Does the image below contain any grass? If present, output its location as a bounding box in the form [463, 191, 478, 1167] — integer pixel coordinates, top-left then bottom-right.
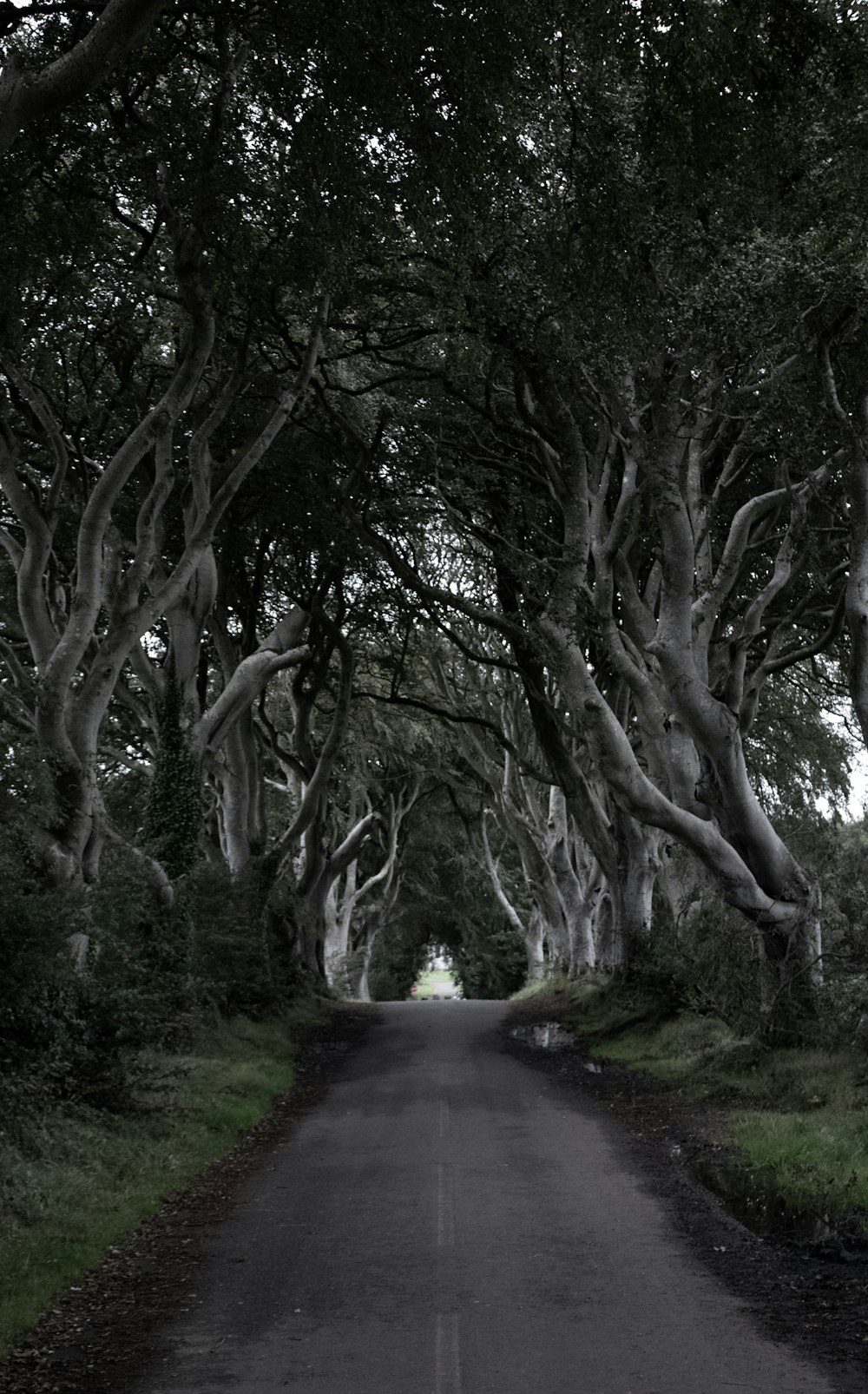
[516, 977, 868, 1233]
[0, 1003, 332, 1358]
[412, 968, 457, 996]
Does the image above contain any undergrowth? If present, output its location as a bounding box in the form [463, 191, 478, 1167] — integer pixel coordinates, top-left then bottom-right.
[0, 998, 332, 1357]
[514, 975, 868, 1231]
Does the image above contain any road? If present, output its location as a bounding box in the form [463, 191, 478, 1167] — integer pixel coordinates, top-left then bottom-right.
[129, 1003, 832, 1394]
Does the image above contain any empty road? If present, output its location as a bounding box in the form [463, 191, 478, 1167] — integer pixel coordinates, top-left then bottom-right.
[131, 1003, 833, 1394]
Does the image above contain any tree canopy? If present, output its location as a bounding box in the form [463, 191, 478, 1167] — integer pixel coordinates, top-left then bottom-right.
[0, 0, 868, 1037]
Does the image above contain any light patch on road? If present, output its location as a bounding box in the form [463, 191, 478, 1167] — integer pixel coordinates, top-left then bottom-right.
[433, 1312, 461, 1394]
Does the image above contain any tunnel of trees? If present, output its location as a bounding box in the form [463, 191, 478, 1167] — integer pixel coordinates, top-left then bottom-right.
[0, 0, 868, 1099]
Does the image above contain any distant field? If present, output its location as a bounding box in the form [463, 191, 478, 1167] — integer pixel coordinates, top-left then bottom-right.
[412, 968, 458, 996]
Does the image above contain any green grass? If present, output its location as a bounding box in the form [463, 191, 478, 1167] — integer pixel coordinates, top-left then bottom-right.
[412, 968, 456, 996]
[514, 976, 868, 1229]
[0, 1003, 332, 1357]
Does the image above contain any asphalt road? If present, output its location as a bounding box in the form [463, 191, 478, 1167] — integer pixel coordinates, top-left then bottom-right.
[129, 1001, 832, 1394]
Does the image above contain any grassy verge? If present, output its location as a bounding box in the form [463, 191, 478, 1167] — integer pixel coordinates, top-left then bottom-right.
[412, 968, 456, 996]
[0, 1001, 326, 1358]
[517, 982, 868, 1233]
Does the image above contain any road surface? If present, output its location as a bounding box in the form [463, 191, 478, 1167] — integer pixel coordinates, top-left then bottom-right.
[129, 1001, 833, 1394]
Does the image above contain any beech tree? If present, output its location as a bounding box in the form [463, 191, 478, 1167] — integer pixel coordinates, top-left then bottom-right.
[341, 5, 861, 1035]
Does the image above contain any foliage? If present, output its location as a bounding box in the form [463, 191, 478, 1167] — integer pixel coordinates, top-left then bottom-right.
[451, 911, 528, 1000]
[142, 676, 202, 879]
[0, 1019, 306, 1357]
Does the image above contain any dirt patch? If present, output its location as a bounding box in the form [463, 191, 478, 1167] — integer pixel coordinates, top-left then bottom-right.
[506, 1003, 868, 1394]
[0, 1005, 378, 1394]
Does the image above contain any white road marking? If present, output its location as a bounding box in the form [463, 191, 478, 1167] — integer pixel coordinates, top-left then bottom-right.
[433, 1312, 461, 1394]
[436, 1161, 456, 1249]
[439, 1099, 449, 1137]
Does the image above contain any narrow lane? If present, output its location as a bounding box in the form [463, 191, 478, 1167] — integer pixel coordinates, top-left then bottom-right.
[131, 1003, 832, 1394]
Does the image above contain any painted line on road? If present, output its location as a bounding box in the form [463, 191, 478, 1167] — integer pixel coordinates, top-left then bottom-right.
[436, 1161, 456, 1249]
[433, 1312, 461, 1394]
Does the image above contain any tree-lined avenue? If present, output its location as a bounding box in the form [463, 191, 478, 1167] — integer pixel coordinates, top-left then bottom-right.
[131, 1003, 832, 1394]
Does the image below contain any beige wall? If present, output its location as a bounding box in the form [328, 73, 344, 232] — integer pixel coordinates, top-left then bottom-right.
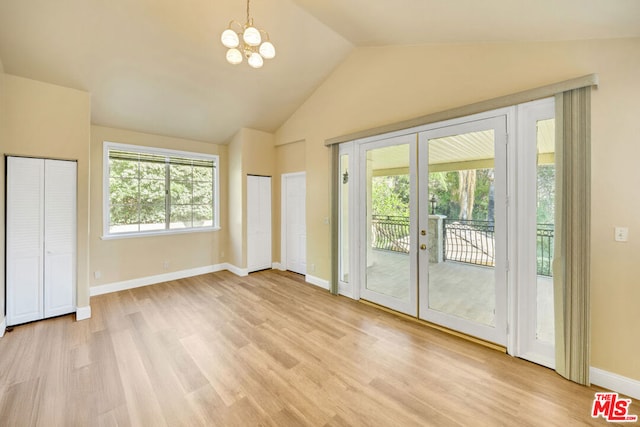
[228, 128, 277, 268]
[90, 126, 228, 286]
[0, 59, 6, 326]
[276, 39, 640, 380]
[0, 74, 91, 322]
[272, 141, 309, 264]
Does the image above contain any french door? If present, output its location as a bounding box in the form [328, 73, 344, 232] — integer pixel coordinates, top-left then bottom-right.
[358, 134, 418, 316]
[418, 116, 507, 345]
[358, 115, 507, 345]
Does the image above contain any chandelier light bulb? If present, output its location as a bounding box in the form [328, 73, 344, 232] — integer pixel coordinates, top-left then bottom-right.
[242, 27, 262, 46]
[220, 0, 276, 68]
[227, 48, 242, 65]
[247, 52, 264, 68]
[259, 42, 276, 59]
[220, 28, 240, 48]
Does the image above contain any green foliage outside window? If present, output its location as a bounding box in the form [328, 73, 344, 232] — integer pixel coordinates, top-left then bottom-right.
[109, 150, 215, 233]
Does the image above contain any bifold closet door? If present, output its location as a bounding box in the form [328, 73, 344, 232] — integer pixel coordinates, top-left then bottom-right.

Goal
Copy out all of the data above word for word, but omit the pictures.

Right answer
Does the image below contain any grass? If present, output its location as a bounding box in the form [463, 191, 478, 1167] — integer pixel coordinates, top-left then bottom-right.
[516, 977, 868, 1233]
[0, 1003, 332, 1358]
[412, 968, 457, 996]
Does the image above contain any undergrowth? If present, output its location as a bounding box in the form [463, 191, 478, 1167] — integer pixel coordinates, top-left then bottom-right.
[0, 998, 332, 1357]
[514, 975, 868, 1231]
Does the image above contain any road? If present, output its location as a bounding box in the form [463, 191, 478, 1167] — integer pixel coordinates, top-left then bottom-right.
[129, 1003, 832, 1394]
Does the image above contain any empty road? If present, output its location as a bounding box in the form [463, 191, 478, 1167] — integer pixel coordinates, top-left then bottom-right.
[131, 1003, 833, 1394]
Does the image above contain any tree canopy? If present, output its location as a bounding box in the form [463, 191, 478, 1167] — integer pixel coordinates, top-left then bottom-right.
[0, 0, 868, 1037]
Does the image above contain any light patch on road? If present, output its location as a bounding box in the form [463, 191, 478, 1167] — integer pixel coordinates, top-left then bottom-right.
[433, 1312, 461, 1394]
Does the image above contain any tunnel of trees? If present, output its location as a bounding box in the form [463, 191, 478, 1167] — integer pixel coordinates, top-left then bottom-right.
[0, 0, 868, 1099]
Does the image above contain any distant field? If present, output its location as a bounding box in the form [463, 191, 478, 1167] — integer pixel coordinates, top-left then bottom-right.
[412, 968, 458, 996]
Does the image above contain any green grass? If present, output its location as a bounding box in the form [463, 191, 478, 1167] — integer pixel coordinates, top-left then bottom-right.
[412, 968, 456, 996]
[514, 976, 868, 1229]
[0, 1003, 332, 1357]
Does the image above contain any asphalt road? If present, output its location as a bounding box in the form [463, 191, 478, 1167] — integer pixel coordinates, top-left then bottom-right.
[129, 1001, 832, 1394]
Does the image above contain any grassy verge? If present, output its location as a bounding box in the form [463, 191, 478, 1167] — integer pixel coordinates, top-left then bottom-right.
[412, 968, 456, 996]
[0, 1001, 326, 1358]
[517, 982, 868, 1233]
Does the image above contain any road surface? If present, output its location as a bounding box in the form [463, 191, 478, 1167] — integer pixel coordinates, top-left then bottom-right.
[129, 1001, 833, 1394]
Does the image above contain any beech tree? If present, output its location as a bounding box in the form [463, 191, 478, 1167] — integer pixel coordinates, top-left then bottom-right.
[341, 5, 861, 1035]
Does the image above contain any foliage? If present, output its location as a bounding box in the form [463, 191, 478, 1167] — integer pixel coordinates, top-left then bottom-right.
[451, 911, 528, 1000]
[142, 676, 202, 879]
[0, 1019, 306, 1357]
Does the image above contain any dirt patch? If present, output its location as a bounding box in the form [463, 191, 478, 1167] — integer pixel coordinates, top-left then bottom-right.
[506, 1003, 868, 1394]
[0, 1005, 378, 1394]
Does the image above contain any white road marking? If present, output its location as a bounding box in the form [463, 191, 478, 1167] — integer pixel coordinates, top-left then bottom-right.
[433, 1312, 461, 1394]
[436, 1161, 456, 1249]
[439, 1099, 449, 1137]
Does the image above contain any narrow lane? If present, output its location as a bounding box in the form [463, 191, 478, 1167] — integer pixel coordinates, top-left then bottom-right.
[131, 1003, 832, 1394]
Does the image above contain any painted line on road? If present, output its location as a bounding box in the form [463, 191, 478, 1167] — integer pixel coordinates, top-left then bottom-right.
[436, 1161, 456, 1249]
[433, 1312, 461, 1394]
Does the image above contain any tree-lined avenue? If present, output its location as a bounding box in the form [463, 191, 478, 1167] — integer pixel coordinates, top-left then bottom-right.
[131, 1003, 832, 1394]
Does the image below contain any beige wall? If present, output its location as a bounding box in the form [328, 73, 344, 232] — integer pixel coordinates, top-left then bottom-right.
[228, 128, 277, 268]
[90, 126, 228, 286]
[0, 59, 6, 326]
[276, 39, 640, 380]
[0, 74, 91, 322]
[272, 141, 309, 264]
Does the image above contain any french door? If present, output its location as a bounding box in the form [328, 73, 344, 232] — integer pixel coordinates, top-left then bottom-right.
[358, 134, 418, 316]
[418, 116, 507, 345]
[358, 115, 507, 345]
Does the image above contain any chandelier light bulb? If present, output its location as a bounding box in the form [328, 73, 344, 232] — integer pixel coordinates, top-left then bottom-right.
[242, 27, 262, 46]
[220, 0, 276, 68]
[227, 48, 242, 65]
[247, 52, 264, 68]
[259, 42, 276, 59]
[220, 28, 240, 48]
Does the image above contain any green foliage outside window? If present, output its location as a bounding box in the form [328, 73, 344, 232] — integer pixel coordinates, top-left then bottom-right.
[109, 150, 215, 233]
Does the image above contain any bifold closet door? If present, output its location as a bounding box in the form [328, 73, 344, 232] — integer pixel coordinates, top-left then bottom-right.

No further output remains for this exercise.